__文本片段__.
回到家,谢志雄觉得刚才那种浑身无力的感觉越发严重,呼吸也觉得有点不畅,他意识到可能是那种“烟”在起作用。妻子叫他吃饭,他推说身体不舒服,让她自己先吃。
谢志雄躺在床上,翻来覆去,越来越难受,心想:还是向阿刚询问一下。谢志雄对妻子说出去活动一下也许会好些,就走出门外,来到一家商店前,拿起“公用电话”,拨通了阿刚的寻呼机号码。一会儿,阿刚复了机,谢志雄问他那烟是不是会引起不良症状。他回答上瘾后会有一些不良反应,但是只要不断“烟”就没事的。
这时的谢志雄难受得其他的都不在乎了,只求早点把这股难受劲压下去就行了,于是,连忙找到阿刚,买了一包“烟”,急急忙忙打开,吸了起来。果然,那股不适一下子烟消云散了,谢志雄暗暗称奇。但是他那里知道,从此,他也就步入了毒贩子们布好的陷阱。
吸毒需要巨大的金钱投入。即使是有固定收入的人,每月的工资也不够几天的毒品开销。因此,弄钱吸毒,成了所有吸毒成瘾者必须解决的难题。
几个月后,谢志雄为了满足吸毒,不光是十多年的工资积蓄全搭进去了,而且连老婆的积蓄也填进去了。更令人可怕的是为了解决毒资,发展到去偷鸡摸狗,打起了站上货物的主意。谢志雄几乎不管白天和黑夜,肆无忌惮地进行偷盗,一旦弄到了钱,就去换成毒品吸,吸完了就昏昏欲睡,醒了再去弄钱,如此反复循环。他对毒品产生过厌倦,也下过决心戒毒,但就是离不开它。毒品不仅摧残了他的肉体,而且严重腐蚀了他原有的善良性格和灵魂。每当毒瘾发作时,谢志雄心烦意乱,情绪低沉,精神过敏,常常跟妻子为小事而大发脾气,砸锅摔碗,故意找岔子与妻子争吵,甚至大打出手。毒瘾上来时连续打哈欠,出汗流鼻涕、掉眼泪、食欲不振,汤水不思,全身的肌肉开始急剧收缩,身体发颤。

__原始数据__.

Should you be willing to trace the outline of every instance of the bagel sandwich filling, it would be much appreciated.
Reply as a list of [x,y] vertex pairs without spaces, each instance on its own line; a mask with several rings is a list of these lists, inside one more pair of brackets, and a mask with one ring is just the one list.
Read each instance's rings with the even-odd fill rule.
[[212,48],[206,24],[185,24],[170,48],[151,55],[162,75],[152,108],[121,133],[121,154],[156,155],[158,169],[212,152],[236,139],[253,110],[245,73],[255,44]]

__问题__.
A - 根据文本片段,判断下列说法是否正确。每项回答“是”或“否”,并原文引出起决定作用的字句。
(i) 谢志雄回家后推说身体不舒服,没有和妻子一起吃饭。
(ii) 谢志雄是用家里的电话联系阿刚的。
(iii) 几个月后,谢志雄吸毒只花掉了他自己的积蓄。
B - 根据文本片段回答下列问题:
(i) 谢志雄拨通的是阿刚的什么号码?
(ii) 按文中说法,有固定收入的人每月的工资够多少毒品开销?
(iii) 谢志雄搭进去的工资积蓄攒了多少年?
C - 请抄录文本片段中的一段原文,从“这时的谢志雄难受得其他的都不”开始,到“有吸毒成瘾者必须解决的难题。”结束。

__各题答案__.
A -
(i) 是。“妻子叫他吃饭,他推说身体不舒服,让她自己先吃。”
(ii) 否。“来到一家商店前,拿起“公用电话”,拨通了阿刚的寻呼机号码。”
(iii) 否。“不光是十多年的工资积蓄全搭进去了,而且连老婆的积蓄也填进去了。”

B -
(i) 阿刚的寻呼机号码。
(ii) 不够几天的毒品开销。
(iii) 十多年。

C -
这时的谢志雄难受得其他的都不在乎了,只求早点把这股难受劲压下去就行了,于是,连忙找到阿刚,买了一包“烟”,急急忙忙打开,吸了起来。果然,那股不适一下子烟消云散了,谢志雄暗暗称奇。但是他那里知道,从此,他也就步入了毒贩子们布好的陷阱。
吸毒需要巨大的金钱投入。即使是有固定收入的人,每月的工资也不够几天的毒品开销。因此,弄钱吸毒,成了所有吸毒成瘾者必须解决的难题。